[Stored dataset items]
+--
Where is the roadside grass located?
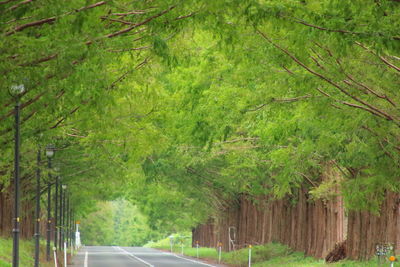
[145,235,396,267]
[0,238,54,267]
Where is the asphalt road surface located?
[69,247,222,267]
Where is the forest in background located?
[0,0,400,262]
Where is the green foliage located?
[81,200,159,246]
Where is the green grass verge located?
[146,237,396,267]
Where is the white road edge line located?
[114,247,154,267]
[83,251,89,267]
[163,252,216,267]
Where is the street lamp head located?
[10,84,25,97]
[46,145,55,158]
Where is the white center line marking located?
[114,247,154,267]
[163,252,215,267]
[84,251,89,267]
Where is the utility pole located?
[9,84,25,267]
[46,145,55,261]
[34,149,41,267]
[54,175,60,249]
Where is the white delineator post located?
[75,221,81,249]
[64,242,67,267]
[249,245,251,267]
[169,235,174,253]
[53,247,58,267]
[389,256,396,267]
[181,241,183,255]
[218,242,222,263]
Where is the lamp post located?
[46,145,55,261]
[54,174,60,249]
[9,84,25,267]
[34,149,41,267]
[60,184,67,250]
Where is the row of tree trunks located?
[193,192,400,260]
[193,188,346,258]
[0,188,47,238]
[346,192,400,260]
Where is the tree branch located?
[257,30,400,126]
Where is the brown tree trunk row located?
[0,190,53,239]
[193,188,400,259]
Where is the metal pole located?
[249,245,251,267]
[35,149,40,267]
[61,189,67,250]
[218,242,222,263]
[54,176,60,249]
[46,158,51,261]
[12,100,20,267]
[65,193,70,250]
[58,183,63,250]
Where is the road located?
[68,246,222,267]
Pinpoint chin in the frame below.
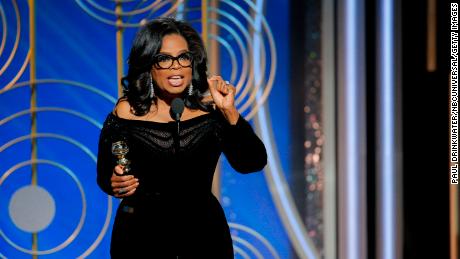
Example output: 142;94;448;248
166;87;186;95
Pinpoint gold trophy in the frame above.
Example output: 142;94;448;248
112;140;131;175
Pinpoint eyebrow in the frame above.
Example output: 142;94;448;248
158;49;190;56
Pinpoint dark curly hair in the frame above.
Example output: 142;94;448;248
121;18;212;116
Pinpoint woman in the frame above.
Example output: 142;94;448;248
97;18;267;259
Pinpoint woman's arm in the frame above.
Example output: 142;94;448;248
221;116;267;173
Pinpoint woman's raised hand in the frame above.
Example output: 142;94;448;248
208;76;239;125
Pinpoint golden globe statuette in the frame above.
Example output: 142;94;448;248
112;140;131;175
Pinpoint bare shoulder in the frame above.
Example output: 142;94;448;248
113;99;134;119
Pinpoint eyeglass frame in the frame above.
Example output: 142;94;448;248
153;51;193;69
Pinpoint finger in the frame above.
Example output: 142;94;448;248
110;173;134;183
115;188;136;198
113;165;124;175
208;77;218;96
113;182;139;195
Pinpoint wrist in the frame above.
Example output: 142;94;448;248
221;107;240;125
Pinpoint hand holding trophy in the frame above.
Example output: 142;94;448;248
112;140;131;175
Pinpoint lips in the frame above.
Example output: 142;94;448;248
168;75;184;86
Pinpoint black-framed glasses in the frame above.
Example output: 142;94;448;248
153;52;193;69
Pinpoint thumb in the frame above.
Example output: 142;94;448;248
208;78;217;96
114;165;124;175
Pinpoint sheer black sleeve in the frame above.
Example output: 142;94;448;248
220;112;267;173
97;115;119;195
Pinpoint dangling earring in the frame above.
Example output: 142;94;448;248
188;83;193;95
150;76;155;98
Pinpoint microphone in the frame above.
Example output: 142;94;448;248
169;98;184;122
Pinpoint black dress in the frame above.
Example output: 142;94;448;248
97;108;267;259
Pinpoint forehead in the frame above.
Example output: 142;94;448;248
160;34;188;54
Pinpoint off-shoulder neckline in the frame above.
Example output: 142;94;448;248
109;112;213;125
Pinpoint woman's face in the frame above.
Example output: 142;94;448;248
152;34;192;97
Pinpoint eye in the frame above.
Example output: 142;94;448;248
177;52;192;61
156;54;171;62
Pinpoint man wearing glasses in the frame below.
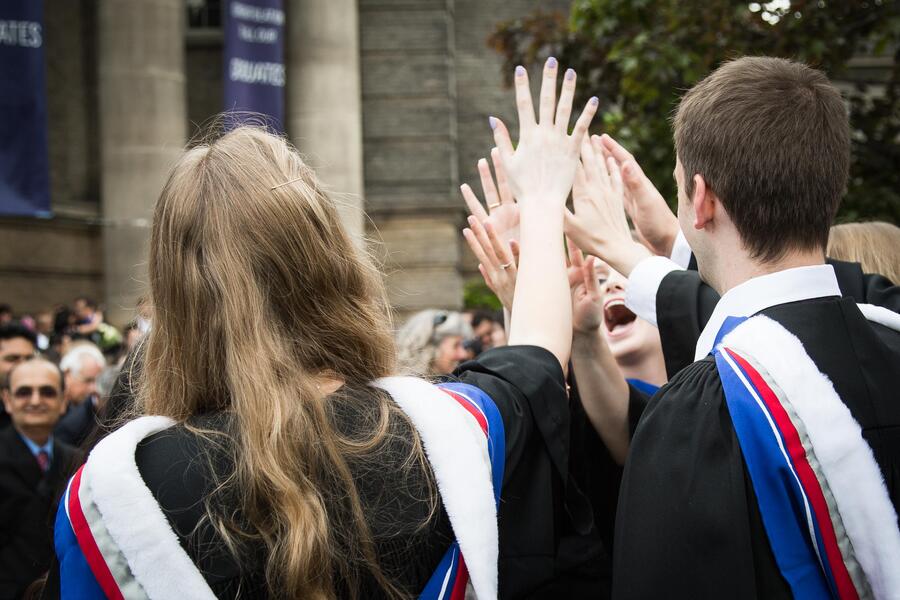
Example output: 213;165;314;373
0;357;76;598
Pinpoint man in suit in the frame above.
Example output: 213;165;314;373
0;357;77;598
55;342;106;447
0;323;37;429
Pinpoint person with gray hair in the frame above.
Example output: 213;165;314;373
54;342;106;446
397;309;472;376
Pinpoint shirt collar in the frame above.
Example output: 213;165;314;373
17;432;53;460
694;265;841;360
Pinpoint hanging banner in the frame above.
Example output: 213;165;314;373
224;0;284;131
0;0;50;216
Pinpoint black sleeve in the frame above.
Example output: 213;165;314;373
613;358;780;600
656;271;719;379
860;273;900;313
455;346;569;484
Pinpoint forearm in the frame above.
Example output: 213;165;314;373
509;208;572;369
572;330;630;464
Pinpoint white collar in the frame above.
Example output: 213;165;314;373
694;265;841;360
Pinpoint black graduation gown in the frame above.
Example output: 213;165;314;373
42;346;596;599
613;298;900;598
656;256;900;379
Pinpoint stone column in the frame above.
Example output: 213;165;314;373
97;0;187;326
285;0;363;241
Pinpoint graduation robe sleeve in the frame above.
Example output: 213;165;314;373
613;358;790;599
656;271;719;379
656;256;900;379
456;346;608;598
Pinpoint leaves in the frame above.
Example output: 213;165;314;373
488;0;900;223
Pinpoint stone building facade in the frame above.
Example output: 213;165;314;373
0;0;568;325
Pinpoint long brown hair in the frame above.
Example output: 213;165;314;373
138;127;424;598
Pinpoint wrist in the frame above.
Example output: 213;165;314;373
653;219;678;258
601;240;653;277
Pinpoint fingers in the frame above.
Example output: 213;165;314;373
555;69;575;133
484;221;516;269
538;56;558;127
572;96;600;156
478;158;500;211
463;227;492;270
582;135;610;185
469;217;501;268
572;160;589;202
566;236;584;269
491;148;515;203
581;136;603;184
513;65;535;132
600;133;634;163
488;117;516;160
581;256;603;302
459;183;488;221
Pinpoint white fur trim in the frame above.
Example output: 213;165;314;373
375;377;499;600
82;416;215;600
856;304;900;331
722;316;900;599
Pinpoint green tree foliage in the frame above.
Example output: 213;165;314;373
488;0;900;223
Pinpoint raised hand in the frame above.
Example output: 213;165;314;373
487;58;597;370
600;134;678;256
459;148;519;242
565;136;650;277
568;240;603;335
463;215;518;312
490;58;598;208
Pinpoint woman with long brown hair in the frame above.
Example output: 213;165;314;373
49;60;596;598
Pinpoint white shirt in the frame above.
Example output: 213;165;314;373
694;265;841;360
625;228;691;327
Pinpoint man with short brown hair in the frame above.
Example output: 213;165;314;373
569;57;900;598
0;358;76;598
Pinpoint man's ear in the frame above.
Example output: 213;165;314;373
691;174;719;229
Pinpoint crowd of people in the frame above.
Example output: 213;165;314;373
0;52;900;600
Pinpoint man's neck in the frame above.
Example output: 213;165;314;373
703;250;825;295
18;427;53;446
619;353;669;386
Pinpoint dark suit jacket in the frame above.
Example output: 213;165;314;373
656;258;900;379
0;427;77;598
53;399;97;448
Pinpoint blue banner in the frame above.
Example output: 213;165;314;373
224;0;285;131
0;0;50;216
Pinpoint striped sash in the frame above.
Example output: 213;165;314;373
713;316;900;600
54;377;505;600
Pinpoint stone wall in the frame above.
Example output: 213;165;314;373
359;0;568;317
0;0;103;313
+--
Request:
Copy the entries from the start through the line containing "97;18;267;259", substituting "positioned" for every "located" and keeping everything else the same. Leave the pictures out of your answer.

Written response:
Where is the roadside grass positioned?
[145,235,396,267]
[0,238,54,267]
Where is the asphalt road surface positioned?
[69,247,222,267]
Where is the forest in background positioned?
[0,0,400,262]
Where is the green foliage positioned?
[81,200,159,246]
Where is the green grass verge positioned?
[146,237,396,267]
Where is the white road edge line positioned?
[114,247,154,267]
[83,251,89,267]
[163,252,216,267]
Where is the street lamp head positioned?
[10,84,25,97]
[46,145,55,158]
Where is the white center line marking positioned?
[114,247,154,267]
[163,252,215,267]
[84,251,89,267]
Where is the utility pole positioned?
[9,84,25,267]
[46,145,55,261]
[34,149,41,267]
[54,175,60,249]
Where is the white delineator post positioned?
[75,221,81,249]
[64,242,67,267]
[249,245,251,267]
[169,235,174,253]
[53,247,58,267]
[389,256,396,267]
[181,241,183,255]
[218,242,222,263]
Where is the lamp post positioned?
[46,145,55,261]
[54,174,60,249]
[9,84,25,267]
[34,149,41,267]
[60,184,67,250]
Where is the row of tree trunks positioned?
[193,192,400,260]
[193,188,346,258]
[0,188,47,238]
[346,192,400,260]
Where is the tree branch positioned?
[257,30,400,126]
Where is the brown tree trunk row positioned?
[0,190,53,239]
[193,188,400,259]
Where is the metal pole positioned?
[249,245,251,267]
[35,149,40,267]
[61,189,67,250]
[218,242,222,263]
[54,176,60,249]
[46,158,51,261]
[12,100,20,267]
[65,193,70,250]
[58,183,63,250]
Where is the road positioned?
[68,246,222,267]
Pinpoint chin in the frame below.
Example output: 142;94;448;248
166;87;186;95
Pinpoint gold trophy in the frame above.
Example output: 142;94;448;248
112;140;131;175
Pinpoint eyebrow in the frame above.
Example output: 142;94;448;248
158;49;190;56
Pinpoint dark curly hair in the frame above.
Example output: 142;94;448;248
121;18;212;116
Pinpoint woman in the frame above.
Example output: 142;94;448;248
97;18;267;259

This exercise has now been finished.